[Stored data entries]
+ + + + + + +

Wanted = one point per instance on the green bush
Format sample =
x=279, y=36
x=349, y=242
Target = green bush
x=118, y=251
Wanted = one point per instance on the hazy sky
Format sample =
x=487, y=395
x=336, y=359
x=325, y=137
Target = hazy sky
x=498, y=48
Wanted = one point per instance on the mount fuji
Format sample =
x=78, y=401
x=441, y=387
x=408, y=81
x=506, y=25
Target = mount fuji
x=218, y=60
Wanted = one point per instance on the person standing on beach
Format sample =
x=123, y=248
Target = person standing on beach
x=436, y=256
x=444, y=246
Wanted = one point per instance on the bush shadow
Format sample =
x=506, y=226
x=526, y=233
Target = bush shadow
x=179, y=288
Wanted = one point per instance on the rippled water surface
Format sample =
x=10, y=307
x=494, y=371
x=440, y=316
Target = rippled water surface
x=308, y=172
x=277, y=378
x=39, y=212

+ + + + + + +

Exactly the lines from the one holding "Target = bush shadow" through the end of the records above are to be returned, and nothing else.

Answer space =
Target = bush shadow
x=179, y=288
Wanted = one point per instance on the rippled water surface
Format sample =
x=10, y=307
x=494, y=371
x=440, y=316
Target = rippled water surface
x=308, y=172
x=277, y=378
x=39, y=212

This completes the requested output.